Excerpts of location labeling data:
>> start

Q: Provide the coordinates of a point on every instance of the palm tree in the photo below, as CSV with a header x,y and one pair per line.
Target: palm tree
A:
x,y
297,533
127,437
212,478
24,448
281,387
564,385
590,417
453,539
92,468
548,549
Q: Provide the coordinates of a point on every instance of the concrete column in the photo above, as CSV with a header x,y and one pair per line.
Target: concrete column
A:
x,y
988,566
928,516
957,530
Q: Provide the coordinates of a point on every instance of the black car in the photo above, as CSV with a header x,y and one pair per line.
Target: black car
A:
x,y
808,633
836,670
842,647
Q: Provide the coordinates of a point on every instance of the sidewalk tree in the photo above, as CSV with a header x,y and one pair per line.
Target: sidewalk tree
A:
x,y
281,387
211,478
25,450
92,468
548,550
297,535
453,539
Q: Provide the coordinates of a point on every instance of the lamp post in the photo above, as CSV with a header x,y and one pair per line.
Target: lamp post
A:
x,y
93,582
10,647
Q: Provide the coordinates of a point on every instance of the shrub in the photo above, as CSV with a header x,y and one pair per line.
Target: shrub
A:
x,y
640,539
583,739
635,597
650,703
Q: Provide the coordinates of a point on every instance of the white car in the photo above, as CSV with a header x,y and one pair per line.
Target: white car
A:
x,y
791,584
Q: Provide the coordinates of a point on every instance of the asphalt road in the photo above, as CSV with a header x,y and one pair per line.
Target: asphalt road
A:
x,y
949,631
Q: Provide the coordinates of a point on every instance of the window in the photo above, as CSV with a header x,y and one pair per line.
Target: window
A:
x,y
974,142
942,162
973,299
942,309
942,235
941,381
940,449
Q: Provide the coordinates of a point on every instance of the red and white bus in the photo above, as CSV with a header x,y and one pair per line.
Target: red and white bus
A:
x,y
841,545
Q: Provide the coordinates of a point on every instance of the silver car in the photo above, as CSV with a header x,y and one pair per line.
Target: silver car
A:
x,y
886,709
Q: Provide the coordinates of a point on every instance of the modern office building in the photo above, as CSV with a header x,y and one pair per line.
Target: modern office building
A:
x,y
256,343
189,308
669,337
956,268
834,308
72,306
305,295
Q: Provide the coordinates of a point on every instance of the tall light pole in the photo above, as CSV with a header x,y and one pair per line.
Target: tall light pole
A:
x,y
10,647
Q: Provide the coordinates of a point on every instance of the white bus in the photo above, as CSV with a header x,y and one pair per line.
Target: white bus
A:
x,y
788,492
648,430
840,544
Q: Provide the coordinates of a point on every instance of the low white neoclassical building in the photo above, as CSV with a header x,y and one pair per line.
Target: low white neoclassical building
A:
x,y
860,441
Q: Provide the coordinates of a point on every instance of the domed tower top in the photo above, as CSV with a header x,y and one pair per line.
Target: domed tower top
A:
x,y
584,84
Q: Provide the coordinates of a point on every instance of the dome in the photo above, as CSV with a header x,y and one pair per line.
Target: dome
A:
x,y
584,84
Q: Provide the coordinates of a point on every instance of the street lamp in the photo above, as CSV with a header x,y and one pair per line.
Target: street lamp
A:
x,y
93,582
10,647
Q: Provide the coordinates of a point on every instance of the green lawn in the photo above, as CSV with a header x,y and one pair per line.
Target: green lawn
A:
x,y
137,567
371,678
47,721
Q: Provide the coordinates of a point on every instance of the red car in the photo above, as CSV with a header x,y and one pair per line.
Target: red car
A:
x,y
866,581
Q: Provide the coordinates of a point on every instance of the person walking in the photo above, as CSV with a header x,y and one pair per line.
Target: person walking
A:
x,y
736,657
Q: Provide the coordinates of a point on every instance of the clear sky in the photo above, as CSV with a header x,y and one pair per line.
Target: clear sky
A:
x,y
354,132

>> end

Emit verbatim the lines running from the one with "the low white" through the last line of the data, both endpoints inclusive.

= RESPONSE =
Q: Provide the coordinates of a point on every instance of the low white neoclassical building in the photo above, as CSV with a header x,y and one pair per line.
Target: low white neoclassical building
A:
x,y
860,441
Q: Provide the coordinates of a point on every instance of the domed tower top in the photo above, as CSV with a header x,y and one pair per line.
Target: domed tower top
A:
x,y
584,84
Q: Provide the coordinates of a point on every instance of the dome in the photo above, as CSV with a header x,y and one pair per line.
Target: dome
A:
x,y
584,84
Q: Provide the coordinates of a point on every instance of the street lamp in the photo above, as CSV with a header x,y and one pair per line.
Target: street lamp
A:
x,y
93,582
10,647
Q: Provide the coordinates of a point on every instance of the green lawn in the photo above, as CSV with a header x,y and one pair per line.
Target: green lawn
A:
x,y
137,567
371,678
47,721
Q: Provide the coordinates of a point on every instance of the red car in the photo above, as CSV with a header x,y and one pair per line.
Target: red car
A:
x,y
866,581
Q: Provide the coordinates of a point on every instance of the person walking in the photo above, as CSV with a header x,y and one pair per line.
Target: person walking
A:
x,y
736,657
Q: Provide the coordinates of a point on every instance of the clear sky in the photo above, as CSV with a header x,y and one pair per line.
Target: clear sky
A:
x,y
354,132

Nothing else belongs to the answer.